Give again only the lines from the line that holds "Annotate the queue" to the end of the data, inclusive, omitting all pictures.

■ Supplied records
___
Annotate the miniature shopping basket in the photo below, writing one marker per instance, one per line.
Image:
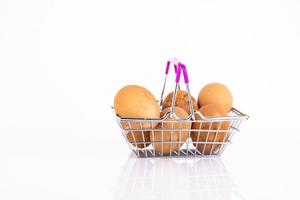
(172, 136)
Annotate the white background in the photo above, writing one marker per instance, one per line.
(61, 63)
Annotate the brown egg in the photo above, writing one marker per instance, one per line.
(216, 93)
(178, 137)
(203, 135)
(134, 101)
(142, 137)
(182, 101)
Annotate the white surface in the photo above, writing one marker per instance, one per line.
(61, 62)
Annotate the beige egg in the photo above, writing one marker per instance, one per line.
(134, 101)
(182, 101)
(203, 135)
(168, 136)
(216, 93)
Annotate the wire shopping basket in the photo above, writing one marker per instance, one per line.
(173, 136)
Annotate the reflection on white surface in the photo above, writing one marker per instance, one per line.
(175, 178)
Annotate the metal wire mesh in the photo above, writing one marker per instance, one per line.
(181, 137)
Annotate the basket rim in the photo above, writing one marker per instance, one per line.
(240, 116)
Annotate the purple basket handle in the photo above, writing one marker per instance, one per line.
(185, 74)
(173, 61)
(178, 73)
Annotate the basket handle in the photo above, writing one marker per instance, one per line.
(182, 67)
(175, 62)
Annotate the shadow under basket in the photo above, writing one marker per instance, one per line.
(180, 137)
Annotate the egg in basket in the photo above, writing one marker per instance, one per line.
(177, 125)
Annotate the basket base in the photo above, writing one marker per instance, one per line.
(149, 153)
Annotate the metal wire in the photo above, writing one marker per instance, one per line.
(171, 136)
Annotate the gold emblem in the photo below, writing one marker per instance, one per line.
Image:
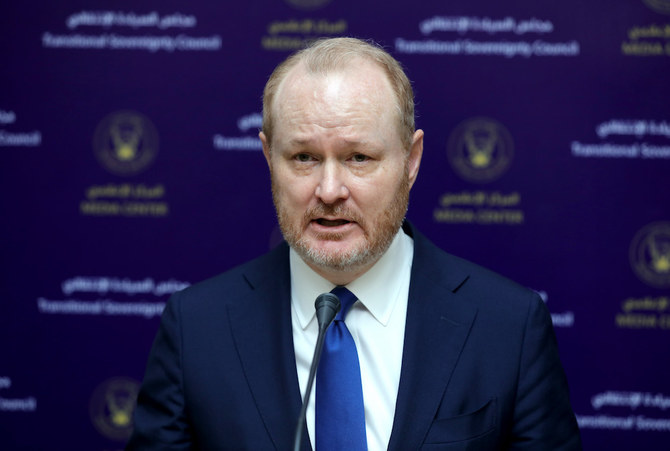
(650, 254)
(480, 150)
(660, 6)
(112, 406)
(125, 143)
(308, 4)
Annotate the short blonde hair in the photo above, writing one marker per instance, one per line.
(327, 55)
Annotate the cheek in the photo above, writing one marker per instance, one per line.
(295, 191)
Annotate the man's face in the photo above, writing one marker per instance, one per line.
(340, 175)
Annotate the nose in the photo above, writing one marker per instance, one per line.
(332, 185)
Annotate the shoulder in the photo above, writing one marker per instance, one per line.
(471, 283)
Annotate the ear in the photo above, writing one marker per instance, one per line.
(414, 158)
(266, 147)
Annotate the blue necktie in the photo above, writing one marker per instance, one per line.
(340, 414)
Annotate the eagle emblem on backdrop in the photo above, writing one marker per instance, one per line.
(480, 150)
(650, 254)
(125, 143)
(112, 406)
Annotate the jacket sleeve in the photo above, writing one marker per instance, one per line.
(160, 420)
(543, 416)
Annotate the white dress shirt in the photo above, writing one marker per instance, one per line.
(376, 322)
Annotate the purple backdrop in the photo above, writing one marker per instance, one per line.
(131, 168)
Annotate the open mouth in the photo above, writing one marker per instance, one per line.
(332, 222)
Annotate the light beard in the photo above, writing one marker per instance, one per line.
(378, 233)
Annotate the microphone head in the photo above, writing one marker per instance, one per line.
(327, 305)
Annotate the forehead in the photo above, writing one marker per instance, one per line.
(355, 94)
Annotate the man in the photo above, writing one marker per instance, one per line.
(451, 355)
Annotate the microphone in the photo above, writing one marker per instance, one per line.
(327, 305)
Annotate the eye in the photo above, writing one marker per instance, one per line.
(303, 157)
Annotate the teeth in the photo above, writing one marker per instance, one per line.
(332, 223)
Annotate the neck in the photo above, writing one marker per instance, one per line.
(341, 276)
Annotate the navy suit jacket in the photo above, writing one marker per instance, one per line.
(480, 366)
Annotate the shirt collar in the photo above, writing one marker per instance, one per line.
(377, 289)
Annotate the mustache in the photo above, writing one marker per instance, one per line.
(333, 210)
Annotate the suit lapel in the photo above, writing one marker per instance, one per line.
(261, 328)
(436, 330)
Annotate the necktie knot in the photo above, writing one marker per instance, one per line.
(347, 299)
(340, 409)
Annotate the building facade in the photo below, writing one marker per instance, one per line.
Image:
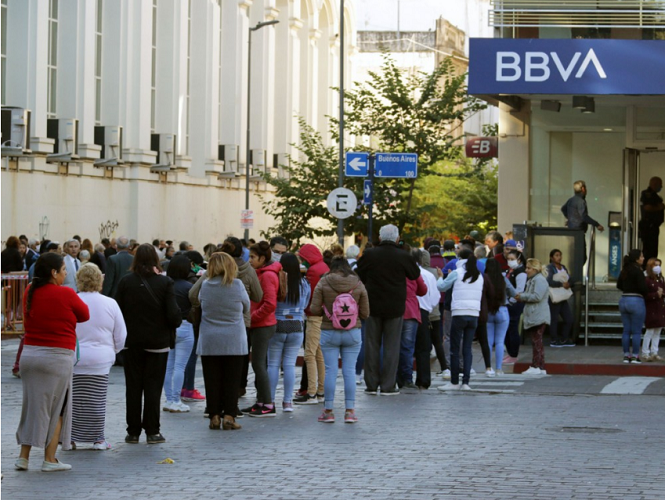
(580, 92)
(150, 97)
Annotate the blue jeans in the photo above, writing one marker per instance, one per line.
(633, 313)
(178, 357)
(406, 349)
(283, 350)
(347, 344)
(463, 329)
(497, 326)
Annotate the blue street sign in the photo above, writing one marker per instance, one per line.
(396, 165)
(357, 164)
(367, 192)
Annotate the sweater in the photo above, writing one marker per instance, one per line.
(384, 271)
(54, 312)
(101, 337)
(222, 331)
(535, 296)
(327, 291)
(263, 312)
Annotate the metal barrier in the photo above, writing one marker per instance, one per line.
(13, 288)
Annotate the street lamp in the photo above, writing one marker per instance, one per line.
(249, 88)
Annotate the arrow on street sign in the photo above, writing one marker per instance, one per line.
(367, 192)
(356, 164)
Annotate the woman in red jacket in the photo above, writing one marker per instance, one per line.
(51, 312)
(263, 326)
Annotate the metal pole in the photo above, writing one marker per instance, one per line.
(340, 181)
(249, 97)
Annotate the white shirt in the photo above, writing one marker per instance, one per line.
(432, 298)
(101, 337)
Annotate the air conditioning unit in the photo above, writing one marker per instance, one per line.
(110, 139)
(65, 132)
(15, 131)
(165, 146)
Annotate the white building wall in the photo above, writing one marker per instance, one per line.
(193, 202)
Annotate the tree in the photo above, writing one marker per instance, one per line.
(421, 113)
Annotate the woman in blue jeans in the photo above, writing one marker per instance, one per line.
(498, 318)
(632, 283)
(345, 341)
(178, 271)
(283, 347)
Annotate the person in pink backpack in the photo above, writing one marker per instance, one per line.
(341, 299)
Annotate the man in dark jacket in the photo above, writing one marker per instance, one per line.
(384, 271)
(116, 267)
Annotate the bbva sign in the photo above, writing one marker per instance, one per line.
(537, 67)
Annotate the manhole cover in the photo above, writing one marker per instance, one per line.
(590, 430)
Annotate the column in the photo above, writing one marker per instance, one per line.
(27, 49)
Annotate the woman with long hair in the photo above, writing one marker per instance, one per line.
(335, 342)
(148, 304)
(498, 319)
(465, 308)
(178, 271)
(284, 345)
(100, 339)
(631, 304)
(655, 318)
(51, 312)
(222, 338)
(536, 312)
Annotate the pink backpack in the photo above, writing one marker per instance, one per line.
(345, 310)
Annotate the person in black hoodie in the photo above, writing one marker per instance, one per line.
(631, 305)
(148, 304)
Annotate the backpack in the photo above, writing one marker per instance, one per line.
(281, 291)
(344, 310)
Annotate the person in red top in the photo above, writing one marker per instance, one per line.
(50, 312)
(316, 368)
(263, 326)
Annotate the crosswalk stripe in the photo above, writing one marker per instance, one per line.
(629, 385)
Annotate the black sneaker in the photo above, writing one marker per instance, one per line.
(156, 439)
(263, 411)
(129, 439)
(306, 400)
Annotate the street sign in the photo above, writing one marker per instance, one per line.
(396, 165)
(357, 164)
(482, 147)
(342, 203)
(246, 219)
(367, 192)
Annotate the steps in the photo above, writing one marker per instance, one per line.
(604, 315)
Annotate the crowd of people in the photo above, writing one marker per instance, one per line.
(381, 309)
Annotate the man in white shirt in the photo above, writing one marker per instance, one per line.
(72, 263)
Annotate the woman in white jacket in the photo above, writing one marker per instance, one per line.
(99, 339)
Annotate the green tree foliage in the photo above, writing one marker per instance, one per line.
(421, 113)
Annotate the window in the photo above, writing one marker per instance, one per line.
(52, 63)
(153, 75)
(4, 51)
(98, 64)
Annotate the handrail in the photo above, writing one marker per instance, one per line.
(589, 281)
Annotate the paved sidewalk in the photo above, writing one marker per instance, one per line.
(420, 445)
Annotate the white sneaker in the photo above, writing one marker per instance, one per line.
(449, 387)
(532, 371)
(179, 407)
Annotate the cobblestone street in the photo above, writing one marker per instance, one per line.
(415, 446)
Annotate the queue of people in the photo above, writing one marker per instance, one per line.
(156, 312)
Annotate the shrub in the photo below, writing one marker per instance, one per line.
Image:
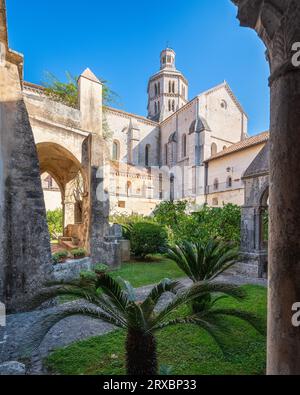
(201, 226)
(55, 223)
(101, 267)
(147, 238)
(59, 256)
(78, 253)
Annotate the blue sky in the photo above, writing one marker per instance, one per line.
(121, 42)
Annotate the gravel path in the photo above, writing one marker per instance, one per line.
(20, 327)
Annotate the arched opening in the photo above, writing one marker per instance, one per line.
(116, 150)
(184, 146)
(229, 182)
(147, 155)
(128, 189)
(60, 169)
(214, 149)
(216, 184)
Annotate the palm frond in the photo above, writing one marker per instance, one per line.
___
■ Result
Annotate the queue of people in the photo above, writing one marker per instance, one per line.
(156, 312)
Annotate the shrub in the photo below, writing one marker per instance, one per line.
Image:
(201, 226)
(55, 223)
(101, 267)
(147, 238)
(59, 256)
(78, 253)
Annotate the blue sky in the photo above, writing one marker per instance, one per line.
(121, 42)
Annotate the gravel path in the photo above, writing one marker per instance, one per line.
(20, 327)
Annotate the arched opening in the photo above, writing one marker per instance, one per line.
(116, 150)
(184, 146)
(229, 182)
(147, 155)
(128, 189)
(60, 169)
(214, 149)
(216, 184)
Annotate the palm frond in the photo above, writing one marker per instance, one per line.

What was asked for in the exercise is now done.